## TEXTO DE ORIGEM
——

O diagnóstico dos economistas é que o poder de compra da população vem caindo desde o primeiro governo de Modi, em 2014. Programas de transferência de renda implementados pelo governo anterior, do Partido do Congresso da Índia, recebem cada vez menos investimento.
Yamini Aiyar, presidenta do Center for Policy Research (CPR), ressaltou que o orçamento para 2020 caiu, em números gerais, e os setores que o governo considera prioritárias não evitarão a crise. “Uma das poucas áreas em que houve aumento de mais de 15% foi a infraestrutura rural, mas esses investimentos não são direcionados à geração de emprego no campo e à subsistência dos camponeses”, observou. “Os programas de auxílio e financiamento estão parados”.
Outra política abandonada pelo atual governo é o Public Distribution System (PDS), instrumento de combate à fome reconhecido internacionalmente. Embora o orçamento tenha sido mantido, os repasses são cada vez mais lentos – apenas 34% do previsto no ano anterior chegou aos beneficiários.
Em linhas gerais, o governo reconhece que a economia está em declínio e opta por diminuir o investimento público. Ao mesmo tempo, reduz impostos de grandes corporações – e, consequentemente, a arrecadação – para tentar reanimar a iniciativa privada, que deixou de investir porque os níveis de consumo não são mais os mesmos.
Para Himanshu, doutor em Economia e professor da JNU, esse caminho já nasce derrotado: “O investimento público passa a ser direcionado a grandes empresários, na esperança de que vão gerar emprego. Mas, na melhor das hipóteses, o que vão fazer é sentar em cima do dinheiro ou investir no mercado especulativo”.
Os setores mais impactados pela desaceleração da economia são o imobiliário e o automotivo, o que revela que a classe média e os grandes empresários também estão receosos em investir. Ao mesmo tempo, o número de bilionários da Índia saltou de dois para cem desde 1990.
Do ponto de vista político, a polarização criada entre apoiadores do governo Modi e a comunidade muçulmana parece desagradar o mercado fora da Índia. Em janeiro, a capa da revista The Economist, que costuma representar o ponto de vista de investidores internacionais, criticou as medidas repressivas do primeiro-ministro por meio de mudanças na Lei de Cidadania em dezembro de 2019.
Sem perspectivas
Em março, um grupo de 108 economistas divulgou uma carta acusando o governo Modi de interferência política nas estatísticas de PIB e desemprego. A proporção de desempregados na Índia é de pouco mais de 6%, a maior em 45 anos.

——

## OS DADOS
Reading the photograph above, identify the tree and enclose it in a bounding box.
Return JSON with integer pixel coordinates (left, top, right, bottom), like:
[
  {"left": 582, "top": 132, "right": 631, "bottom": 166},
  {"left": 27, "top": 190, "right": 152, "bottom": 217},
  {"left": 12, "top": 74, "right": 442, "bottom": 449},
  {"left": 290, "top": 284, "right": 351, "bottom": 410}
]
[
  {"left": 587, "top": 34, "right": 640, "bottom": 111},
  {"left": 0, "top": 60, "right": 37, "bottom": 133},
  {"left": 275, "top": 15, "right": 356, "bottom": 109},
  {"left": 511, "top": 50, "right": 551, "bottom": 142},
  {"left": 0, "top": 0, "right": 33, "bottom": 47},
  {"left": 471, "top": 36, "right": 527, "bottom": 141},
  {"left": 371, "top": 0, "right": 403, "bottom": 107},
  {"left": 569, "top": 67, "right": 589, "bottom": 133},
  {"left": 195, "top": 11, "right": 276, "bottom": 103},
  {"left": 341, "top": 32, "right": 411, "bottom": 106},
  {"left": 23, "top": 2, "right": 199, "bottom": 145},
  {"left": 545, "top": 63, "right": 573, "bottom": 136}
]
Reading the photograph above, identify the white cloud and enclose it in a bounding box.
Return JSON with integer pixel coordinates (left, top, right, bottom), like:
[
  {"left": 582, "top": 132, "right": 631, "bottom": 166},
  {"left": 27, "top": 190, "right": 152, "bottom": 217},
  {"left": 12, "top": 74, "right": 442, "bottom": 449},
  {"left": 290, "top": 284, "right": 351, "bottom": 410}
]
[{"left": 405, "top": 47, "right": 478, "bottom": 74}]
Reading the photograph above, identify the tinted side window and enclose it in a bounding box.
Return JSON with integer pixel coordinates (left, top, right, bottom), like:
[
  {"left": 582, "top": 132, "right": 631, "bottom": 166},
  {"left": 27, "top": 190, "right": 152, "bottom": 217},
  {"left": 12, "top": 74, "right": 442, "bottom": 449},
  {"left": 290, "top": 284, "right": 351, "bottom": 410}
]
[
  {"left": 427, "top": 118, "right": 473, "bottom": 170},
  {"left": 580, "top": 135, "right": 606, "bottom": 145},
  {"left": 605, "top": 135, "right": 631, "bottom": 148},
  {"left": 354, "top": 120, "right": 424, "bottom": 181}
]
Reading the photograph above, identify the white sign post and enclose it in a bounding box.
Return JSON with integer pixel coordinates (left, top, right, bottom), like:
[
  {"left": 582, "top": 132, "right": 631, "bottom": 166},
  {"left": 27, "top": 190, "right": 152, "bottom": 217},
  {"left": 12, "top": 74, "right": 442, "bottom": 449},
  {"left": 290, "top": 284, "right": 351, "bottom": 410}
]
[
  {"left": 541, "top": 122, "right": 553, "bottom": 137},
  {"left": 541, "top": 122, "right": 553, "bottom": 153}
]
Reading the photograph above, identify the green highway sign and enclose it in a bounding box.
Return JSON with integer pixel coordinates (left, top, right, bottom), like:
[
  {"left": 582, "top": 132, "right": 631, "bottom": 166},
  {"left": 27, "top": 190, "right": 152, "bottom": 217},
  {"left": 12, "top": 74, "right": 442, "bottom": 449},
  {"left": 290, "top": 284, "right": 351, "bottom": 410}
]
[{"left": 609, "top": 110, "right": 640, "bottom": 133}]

——

## TAREFA
Retome o texto sobre a economia da Índia sob Modi e continue-o a partir da última frase.

## RESPOSTA
“Não podemos focar só nos números, porque o governo não fornece uma base de dados de qualidade em que possamos nos debruçar e fazer uma análise”, analisou o economista Praveen Jah, lembrando que o problema da educação, por exemplo, não se resume a finanças.
O orçamento em educação cairá 8%, o que deve acentuar o processo de sucateamento das instituições públicas. Hoje, 77,8% das instituições de ensino superior são privadas e estima-se que 40% dos jovens estão desempregados e fora da sala de aula.
Segundo Dipa Sinha, economista e professora da Ambedkar University Delhi, o governo tem demorado em repassar verba para os estados, propiciando uma situação cômoda para as autoridades locais: “Isso legitima o não investimento e a corrupção, além de propiciar um contexto de privatizações, já que o Estado não consegue prover os serviços”.
A economista cita como exemplo a privatização de hospitais distritais que passaram a ser geridos por faculdades privadas de Medicina. Muitos continuam gratuitos para a população pobre, mas passam a cobrar mais caro das demais faixas de renda. “Em vez de aumentar o acesso, acaba diminuindo. E o objetivo é beneficiar essas faculdades”, explica.
A queda no poder aquisitivo dos idosos, elemento relevante para o declínio do consumo interno, está ligada à gestão da previdência social nos últimos dois governos. Desde 2007, o valor pago pelo Estado aos aposentados não mudou: cerca de 200 rúpias por mês, o equivalente a R$ 12,50 na cotação atual. O agravante é que a maioria dos trabalhadores atua na informalidade, não contribui e, por isso, não deve se aposentar: “Com esse valor de 200 rúpias, contribuir com a previdência pública perde o sentido. O objetivo é que as pessoas busquem previdência privada. Isso também é privatizar”, finaliza a pesquisadora.